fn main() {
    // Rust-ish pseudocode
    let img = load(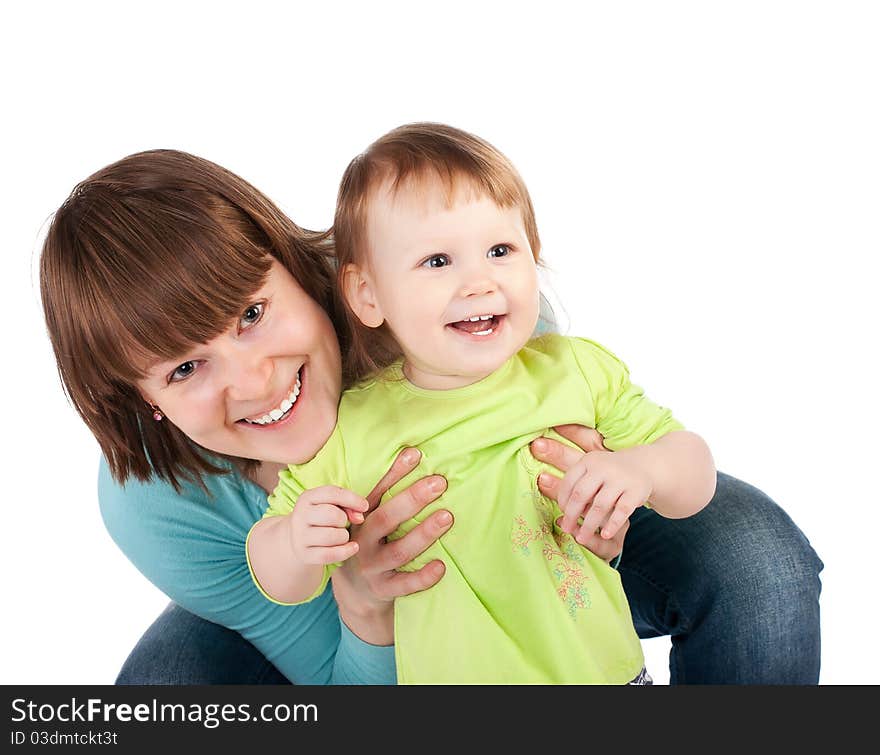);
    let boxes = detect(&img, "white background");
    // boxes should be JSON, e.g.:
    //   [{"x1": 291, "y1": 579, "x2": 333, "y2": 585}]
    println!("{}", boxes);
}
[{"x1": 0, "y1": 0, "x2": 880, "y2": 684}]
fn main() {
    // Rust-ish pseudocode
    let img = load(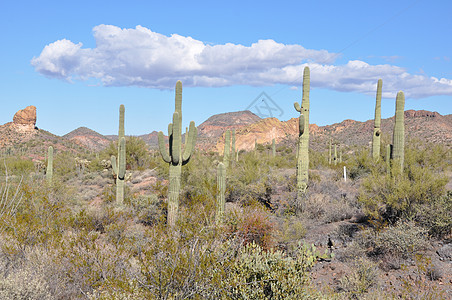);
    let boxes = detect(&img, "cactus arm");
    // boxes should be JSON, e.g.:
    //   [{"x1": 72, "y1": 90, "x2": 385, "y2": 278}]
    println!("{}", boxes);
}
[
  {"x1": 182, "y1": 121, "x2": 198, "y2": 165},
  {"x1": 117, "y1": 137, "x2": 126, "y2": 180},
  {"x1": 157, "y1": 131, "x2": 171, "y2": 165},
  {"x1": 298, "y1": 114, "x2": 304, "y2": 136},
  {"x1": 110, "y1": 155, "x2": 118, "y2": 175}
]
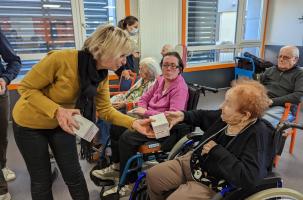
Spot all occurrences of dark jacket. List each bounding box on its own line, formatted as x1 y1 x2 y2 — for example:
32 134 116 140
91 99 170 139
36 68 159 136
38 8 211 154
184 110 274 189
260 66 303 106
0 30 21 85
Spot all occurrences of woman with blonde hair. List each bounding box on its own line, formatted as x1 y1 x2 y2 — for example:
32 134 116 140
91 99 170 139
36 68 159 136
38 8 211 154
13 25 151 200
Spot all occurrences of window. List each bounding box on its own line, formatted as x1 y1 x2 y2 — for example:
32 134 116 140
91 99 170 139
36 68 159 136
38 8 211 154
187 0 264 66
84 0 116 36
0 0 75 54
0 0 116 76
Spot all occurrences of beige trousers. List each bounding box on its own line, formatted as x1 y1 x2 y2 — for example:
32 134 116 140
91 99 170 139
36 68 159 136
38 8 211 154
147 152 215 200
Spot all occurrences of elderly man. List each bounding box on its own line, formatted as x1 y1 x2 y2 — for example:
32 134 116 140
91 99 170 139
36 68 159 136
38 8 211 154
261 46 303 126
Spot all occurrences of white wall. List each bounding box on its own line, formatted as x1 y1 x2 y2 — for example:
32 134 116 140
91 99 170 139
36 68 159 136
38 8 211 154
266 0 303 46
139 0 181 61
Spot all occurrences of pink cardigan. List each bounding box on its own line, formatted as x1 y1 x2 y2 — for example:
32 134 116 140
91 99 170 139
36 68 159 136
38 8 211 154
138 75 188 117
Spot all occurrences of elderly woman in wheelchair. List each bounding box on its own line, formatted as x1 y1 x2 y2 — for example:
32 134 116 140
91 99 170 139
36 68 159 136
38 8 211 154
147 80 274 200
92 52 188 199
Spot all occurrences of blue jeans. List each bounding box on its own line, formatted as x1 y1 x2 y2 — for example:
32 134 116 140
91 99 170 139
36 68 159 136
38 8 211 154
13 122 89 200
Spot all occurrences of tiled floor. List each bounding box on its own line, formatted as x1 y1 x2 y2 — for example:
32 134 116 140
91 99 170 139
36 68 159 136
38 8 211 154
7 91 303 200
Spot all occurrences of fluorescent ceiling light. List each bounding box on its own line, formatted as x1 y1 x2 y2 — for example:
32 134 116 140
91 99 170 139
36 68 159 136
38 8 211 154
103 6 116 9
42 4 61 8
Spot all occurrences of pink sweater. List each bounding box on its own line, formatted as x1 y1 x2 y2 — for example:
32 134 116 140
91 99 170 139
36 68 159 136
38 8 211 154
138 75 188 117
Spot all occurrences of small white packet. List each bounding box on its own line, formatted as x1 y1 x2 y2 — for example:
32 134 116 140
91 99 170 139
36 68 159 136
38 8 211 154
73 115 99 142
149 113 170 139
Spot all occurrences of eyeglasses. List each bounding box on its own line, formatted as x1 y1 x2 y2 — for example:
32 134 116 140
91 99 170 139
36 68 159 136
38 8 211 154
278 55 293 61
162 63 179 69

TASK DETAILS:
Convert the listing from the line with "Spot all occurrences of woman" to the line with "13 25 151 200", both included, into a Markdown table with the columns Row and Listing line, omitting any blank lines.

COMPLETED TASK:
| Row | Listing line |
|---|---|
| 1 | Spot all occurrences of woman with blonde hair. List each bounding box on its own line, formatted as x1 y1 x2 y2 — for example: |
| 2 | 32 134 116 140 |
| 3 | 91 99 170 139 |
| 4 | 36 68 159 136 |
| 5 | 38 8 211 154 |
| 6 | 13 25 151 200 |